** About this exercise **
Please copy out every line of the listing below in which the word "bush" appears.

** Provided data **
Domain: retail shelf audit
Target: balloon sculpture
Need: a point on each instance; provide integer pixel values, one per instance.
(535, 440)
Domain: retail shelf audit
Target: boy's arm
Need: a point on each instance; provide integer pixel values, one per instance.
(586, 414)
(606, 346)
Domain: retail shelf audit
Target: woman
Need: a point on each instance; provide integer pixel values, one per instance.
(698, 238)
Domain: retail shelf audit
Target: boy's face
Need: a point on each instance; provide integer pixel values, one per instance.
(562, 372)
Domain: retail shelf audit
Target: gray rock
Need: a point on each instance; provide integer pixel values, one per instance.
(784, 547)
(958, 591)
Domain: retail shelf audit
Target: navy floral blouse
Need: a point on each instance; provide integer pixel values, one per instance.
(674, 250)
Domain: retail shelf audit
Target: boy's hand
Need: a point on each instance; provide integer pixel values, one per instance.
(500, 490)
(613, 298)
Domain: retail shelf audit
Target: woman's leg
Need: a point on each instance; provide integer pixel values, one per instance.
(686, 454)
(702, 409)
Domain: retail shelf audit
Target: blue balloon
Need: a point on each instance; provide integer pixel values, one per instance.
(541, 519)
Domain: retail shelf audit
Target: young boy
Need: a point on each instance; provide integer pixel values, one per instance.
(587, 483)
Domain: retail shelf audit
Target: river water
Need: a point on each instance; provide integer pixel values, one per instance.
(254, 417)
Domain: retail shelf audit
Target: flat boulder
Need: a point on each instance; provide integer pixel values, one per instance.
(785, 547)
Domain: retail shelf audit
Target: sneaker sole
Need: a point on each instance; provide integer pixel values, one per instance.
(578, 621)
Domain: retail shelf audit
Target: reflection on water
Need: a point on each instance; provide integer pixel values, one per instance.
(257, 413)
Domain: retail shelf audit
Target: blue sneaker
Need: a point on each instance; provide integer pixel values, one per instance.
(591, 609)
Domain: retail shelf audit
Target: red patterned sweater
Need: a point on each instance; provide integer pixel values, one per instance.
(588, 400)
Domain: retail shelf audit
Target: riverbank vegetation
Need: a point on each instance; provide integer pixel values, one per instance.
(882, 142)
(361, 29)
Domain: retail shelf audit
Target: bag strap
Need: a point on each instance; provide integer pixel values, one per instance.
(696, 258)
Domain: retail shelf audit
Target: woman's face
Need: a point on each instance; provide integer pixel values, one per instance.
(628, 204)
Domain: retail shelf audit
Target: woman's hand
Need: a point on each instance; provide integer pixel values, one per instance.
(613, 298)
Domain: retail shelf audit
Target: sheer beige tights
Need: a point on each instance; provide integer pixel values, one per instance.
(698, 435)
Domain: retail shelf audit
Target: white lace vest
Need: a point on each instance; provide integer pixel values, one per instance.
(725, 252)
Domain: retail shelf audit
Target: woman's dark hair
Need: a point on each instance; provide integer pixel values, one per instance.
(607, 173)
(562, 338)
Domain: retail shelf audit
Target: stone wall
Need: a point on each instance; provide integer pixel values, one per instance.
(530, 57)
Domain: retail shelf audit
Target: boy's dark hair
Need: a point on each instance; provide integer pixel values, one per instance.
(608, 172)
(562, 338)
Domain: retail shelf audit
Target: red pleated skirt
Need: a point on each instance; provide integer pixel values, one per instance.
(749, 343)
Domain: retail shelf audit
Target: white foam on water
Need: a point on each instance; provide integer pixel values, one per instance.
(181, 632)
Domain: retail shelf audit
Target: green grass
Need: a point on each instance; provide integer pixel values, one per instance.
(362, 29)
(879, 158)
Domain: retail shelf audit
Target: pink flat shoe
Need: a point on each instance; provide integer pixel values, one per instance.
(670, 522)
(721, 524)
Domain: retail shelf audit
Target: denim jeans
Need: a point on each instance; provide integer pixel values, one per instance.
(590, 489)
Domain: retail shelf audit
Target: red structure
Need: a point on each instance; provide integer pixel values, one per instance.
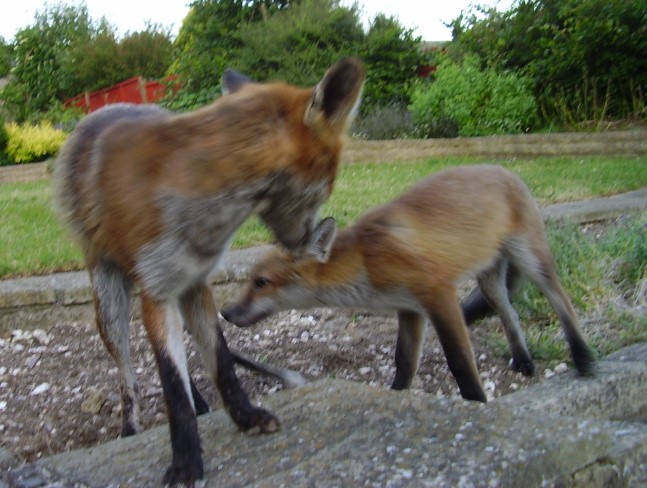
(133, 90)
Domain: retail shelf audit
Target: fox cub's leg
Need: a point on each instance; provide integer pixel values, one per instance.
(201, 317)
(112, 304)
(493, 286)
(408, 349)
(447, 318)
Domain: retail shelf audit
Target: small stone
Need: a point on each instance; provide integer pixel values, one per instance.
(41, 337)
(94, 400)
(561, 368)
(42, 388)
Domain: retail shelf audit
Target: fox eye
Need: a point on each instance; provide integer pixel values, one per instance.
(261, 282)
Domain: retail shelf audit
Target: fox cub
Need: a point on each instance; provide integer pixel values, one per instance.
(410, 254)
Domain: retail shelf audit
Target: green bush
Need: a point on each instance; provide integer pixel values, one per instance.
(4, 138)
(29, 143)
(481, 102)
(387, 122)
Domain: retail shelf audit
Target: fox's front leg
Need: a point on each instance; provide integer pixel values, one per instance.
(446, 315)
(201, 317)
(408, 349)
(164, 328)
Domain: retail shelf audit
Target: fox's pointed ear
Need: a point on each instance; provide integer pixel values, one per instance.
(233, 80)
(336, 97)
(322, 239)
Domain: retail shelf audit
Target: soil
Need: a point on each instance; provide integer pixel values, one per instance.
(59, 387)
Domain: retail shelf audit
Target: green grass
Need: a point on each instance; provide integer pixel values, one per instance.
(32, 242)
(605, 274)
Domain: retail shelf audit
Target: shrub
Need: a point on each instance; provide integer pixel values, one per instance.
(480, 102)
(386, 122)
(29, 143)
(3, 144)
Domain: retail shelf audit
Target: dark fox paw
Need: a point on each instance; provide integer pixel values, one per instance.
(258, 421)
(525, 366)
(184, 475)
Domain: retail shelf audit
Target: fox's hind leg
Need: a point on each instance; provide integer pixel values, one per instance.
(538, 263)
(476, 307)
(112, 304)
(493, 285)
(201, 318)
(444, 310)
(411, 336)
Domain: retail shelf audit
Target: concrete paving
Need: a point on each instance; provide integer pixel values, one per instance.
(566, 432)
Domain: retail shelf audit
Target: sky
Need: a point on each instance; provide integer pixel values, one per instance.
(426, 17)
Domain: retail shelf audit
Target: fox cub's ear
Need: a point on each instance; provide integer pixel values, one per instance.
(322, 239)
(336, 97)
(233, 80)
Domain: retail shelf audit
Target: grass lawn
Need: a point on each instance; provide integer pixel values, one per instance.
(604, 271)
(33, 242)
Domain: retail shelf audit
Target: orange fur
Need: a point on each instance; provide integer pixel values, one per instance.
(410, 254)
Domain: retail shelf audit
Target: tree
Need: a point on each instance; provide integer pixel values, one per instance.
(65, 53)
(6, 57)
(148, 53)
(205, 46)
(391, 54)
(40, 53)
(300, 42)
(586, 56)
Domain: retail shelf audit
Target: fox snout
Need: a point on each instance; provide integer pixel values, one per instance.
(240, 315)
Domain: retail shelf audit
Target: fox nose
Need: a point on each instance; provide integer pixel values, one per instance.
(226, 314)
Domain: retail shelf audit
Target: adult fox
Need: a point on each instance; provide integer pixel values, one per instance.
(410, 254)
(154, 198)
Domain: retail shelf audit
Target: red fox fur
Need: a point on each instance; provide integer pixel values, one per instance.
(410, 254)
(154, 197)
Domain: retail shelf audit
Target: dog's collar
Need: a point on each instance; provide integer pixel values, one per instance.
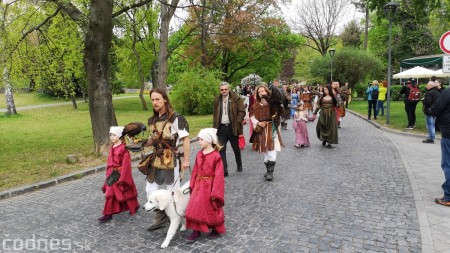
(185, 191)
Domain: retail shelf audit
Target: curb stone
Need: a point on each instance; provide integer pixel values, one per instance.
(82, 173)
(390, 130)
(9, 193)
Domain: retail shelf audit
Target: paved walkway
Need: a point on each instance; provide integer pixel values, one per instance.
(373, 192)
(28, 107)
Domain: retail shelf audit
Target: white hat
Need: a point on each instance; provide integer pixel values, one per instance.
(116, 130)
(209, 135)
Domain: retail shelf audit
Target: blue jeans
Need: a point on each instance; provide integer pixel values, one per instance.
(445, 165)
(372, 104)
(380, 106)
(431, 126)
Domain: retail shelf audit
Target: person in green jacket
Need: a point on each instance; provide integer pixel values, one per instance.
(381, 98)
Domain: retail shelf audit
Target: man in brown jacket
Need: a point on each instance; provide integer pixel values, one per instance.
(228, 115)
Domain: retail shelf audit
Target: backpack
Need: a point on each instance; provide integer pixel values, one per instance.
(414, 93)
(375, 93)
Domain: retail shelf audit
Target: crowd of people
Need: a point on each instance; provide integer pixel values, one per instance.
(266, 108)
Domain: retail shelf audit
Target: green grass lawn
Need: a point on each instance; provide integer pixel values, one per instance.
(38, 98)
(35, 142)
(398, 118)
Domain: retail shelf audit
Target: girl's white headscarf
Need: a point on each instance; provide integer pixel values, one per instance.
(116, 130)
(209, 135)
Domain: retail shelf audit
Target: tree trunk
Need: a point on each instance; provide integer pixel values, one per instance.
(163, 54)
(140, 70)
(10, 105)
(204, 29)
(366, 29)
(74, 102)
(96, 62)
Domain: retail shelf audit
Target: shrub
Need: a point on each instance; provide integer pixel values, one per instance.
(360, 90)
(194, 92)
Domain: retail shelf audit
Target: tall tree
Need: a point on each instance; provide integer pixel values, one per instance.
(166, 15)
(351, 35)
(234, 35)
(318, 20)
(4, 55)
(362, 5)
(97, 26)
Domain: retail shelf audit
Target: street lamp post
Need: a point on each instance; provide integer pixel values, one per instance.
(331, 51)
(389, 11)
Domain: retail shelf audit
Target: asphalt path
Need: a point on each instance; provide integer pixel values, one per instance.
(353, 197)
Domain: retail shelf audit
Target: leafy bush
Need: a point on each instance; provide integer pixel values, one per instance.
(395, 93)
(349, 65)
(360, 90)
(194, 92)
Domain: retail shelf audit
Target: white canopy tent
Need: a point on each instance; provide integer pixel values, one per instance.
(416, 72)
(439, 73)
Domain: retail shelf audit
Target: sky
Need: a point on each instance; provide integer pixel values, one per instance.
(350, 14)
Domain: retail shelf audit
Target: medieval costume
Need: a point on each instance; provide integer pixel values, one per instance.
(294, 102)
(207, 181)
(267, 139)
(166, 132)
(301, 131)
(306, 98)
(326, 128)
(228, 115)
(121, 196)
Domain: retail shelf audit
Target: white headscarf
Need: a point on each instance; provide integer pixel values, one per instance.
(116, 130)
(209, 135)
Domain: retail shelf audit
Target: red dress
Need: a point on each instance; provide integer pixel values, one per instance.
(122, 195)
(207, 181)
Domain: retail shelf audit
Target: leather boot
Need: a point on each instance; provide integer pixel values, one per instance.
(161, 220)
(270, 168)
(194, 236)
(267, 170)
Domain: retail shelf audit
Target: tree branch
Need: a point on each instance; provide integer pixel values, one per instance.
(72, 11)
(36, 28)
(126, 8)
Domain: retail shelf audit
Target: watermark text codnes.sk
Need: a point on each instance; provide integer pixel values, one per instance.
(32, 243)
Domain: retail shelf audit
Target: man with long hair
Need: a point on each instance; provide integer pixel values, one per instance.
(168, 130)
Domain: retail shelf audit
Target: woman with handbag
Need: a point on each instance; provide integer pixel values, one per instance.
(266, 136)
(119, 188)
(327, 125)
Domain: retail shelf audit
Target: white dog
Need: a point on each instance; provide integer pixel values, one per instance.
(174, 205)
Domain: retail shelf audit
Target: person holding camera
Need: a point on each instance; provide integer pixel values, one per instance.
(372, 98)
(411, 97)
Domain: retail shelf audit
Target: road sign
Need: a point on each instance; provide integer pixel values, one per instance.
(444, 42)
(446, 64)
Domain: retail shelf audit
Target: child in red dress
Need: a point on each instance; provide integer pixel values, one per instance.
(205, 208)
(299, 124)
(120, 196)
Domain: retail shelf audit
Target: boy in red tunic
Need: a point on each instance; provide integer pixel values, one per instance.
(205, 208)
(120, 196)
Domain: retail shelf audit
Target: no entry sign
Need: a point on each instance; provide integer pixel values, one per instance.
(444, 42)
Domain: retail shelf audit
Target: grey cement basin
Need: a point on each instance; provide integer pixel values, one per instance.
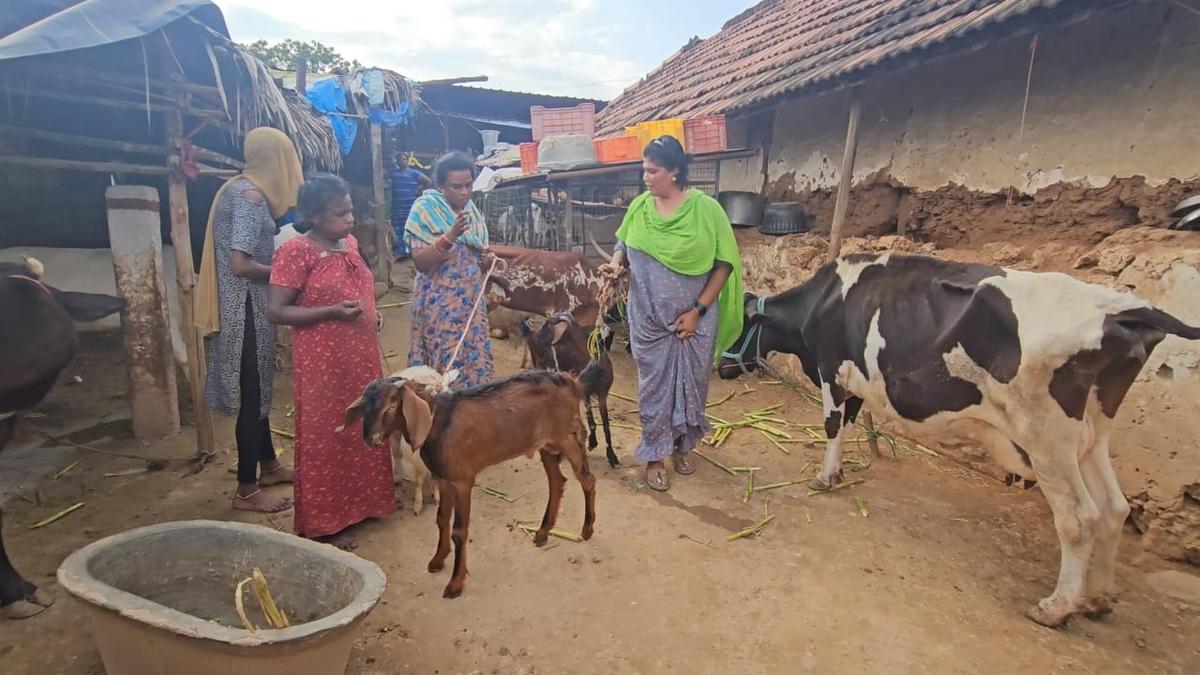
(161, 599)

** Reply to the task **
Target: green bush
Target: leafy bush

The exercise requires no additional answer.